■ Exercise description: Each line from the one holding "Locate the small" to the end of the listing below must be given again exactly as it appears.

::::

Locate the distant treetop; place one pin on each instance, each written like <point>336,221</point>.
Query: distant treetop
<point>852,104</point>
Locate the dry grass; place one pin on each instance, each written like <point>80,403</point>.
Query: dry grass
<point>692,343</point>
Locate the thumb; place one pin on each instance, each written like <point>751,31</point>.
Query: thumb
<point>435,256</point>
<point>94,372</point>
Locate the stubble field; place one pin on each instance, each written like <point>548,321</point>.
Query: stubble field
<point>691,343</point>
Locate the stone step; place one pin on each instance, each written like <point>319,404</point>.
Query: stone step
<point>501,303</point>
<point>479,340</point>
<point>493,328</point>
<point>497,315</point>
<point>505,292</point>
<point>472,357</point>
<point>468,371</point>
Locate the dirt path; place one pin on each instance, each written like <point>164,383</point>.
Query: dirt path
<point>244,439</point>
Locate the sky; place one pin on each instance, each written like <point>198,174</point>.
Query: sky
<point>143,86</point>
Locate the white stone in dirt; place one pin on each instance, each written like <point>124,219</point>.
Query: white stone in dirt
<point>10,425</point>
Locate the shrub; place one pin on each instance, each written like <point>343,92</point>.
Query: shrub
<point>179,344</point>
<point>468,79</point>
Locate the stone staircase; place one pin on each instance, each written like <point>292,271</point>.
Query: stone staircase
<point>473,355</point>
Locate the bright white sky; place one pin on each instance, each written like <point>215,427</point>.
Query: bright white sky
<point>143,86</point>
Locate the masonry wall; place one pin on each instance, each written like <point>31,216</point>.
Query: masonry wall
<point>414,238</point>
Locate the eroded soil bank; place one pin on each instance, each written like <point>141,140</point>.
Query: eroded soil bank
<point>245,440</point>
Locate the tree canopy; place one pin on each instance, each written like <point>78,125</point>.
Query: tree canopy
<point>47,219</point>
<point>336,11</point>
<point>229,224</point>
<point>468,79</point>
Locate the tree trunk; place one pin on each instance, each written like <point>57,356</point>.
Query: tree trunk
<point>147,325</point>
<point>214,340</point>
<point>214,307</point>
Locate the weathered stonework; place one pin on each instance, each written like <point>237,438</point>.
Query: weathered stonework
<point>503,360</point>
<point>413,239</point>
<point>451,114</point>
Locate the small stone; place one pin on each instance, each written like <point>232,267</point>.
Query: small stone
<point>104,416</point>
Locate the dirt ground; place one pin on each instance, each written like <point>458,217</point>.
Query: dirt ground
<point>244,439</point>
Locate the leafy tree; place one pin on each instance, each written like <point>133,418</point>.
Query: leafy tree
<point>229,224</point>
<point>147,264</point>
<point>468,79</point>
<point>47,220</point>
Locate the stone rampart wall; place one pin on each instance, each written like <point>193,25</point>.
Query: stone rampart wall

::::

■ Output for this task:
Locate the small stone; place one pin on each instance, each written like <point>232,267</point>.
Query: small stone
<point>104,416</point>
Locate the dirt ground; place one pin on each instance, each written like <point>458,217</point>.
Query: dirt ground
<point>244,439</point>
Locate the leafy tree; place one pin on each instance, each written like <point>133,418</point>.
Query: leafy tree
<point>229,224</point>
<point>147,264</point>
<point>468,79</point>
<point>47,220</point>
Locate the stone rampart wall; place one pin on each instance, each written like <point>193,25</point>.
Query: stone rampart wall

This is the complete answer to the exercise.